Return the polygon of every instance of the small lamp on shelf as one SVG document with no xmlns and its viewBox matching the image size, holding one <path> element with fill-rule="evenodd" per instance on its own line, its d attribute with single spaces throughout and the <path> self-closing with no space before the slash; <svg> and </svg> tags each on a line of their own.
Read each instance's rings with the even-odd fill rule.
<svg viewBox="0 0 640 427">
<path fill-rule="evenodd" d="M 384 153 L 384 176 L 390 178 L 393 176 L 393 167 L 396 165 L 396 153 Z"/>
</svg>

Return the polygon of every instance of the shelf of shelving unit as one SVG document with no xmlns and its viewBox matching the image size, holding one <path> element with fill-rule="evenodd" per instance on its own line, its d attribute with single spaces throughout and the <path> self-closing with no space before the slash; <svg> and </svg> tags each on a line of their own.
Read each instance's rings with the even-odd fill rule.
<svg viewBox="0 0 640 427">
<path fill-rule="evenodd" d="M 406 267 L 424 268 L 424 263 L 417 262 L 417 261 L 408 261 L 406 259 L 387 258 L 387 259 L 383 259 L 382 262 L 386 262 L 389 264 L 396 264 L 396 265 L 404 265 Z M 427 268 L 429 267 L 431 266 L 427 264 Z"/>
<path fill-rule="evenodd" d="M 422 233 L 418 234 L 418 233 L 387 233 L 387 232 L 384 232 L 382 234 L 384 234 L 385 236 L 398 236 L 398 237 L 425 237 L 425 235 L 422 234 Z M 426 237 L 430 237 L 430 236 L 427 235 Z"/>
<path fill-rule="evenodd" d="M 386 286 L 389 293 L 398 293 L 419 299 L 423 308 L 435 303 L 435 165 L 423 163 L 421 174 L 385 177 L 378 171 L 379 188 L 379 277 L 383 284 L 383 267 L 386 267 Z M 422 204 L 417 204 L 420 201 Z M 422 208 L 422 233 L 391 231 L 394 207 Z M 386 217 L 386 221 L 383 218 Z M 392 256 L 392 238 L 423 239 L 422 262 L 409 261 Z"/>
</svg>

################

▸ Your instructions
In the lines above, find the word "holding" and copy every line it occurs in.

▸ Task output
Return the polygon of every instance of the small lamp on shelf as one SVG document with no xmlns and its viewBox matching the image size, holding one <path> element with fill-rule="evenodd" per instance on its own line, its d attribute with single spaces throughout and the <path> self-closing with no space before the slash; <svg> and </svg> tags each on a line of their own.
Return the polygon of every instance of the shelf of shelving unit as one SVG document with no xmlns and its viewBox matching the image size, holding one <path> element with fill-rule="evenodd" per instance on its own line, its d attribute with single spaces throughout and the <path> self-closing with no space before the slash; <svg> and </svg> tags each on a line of their own.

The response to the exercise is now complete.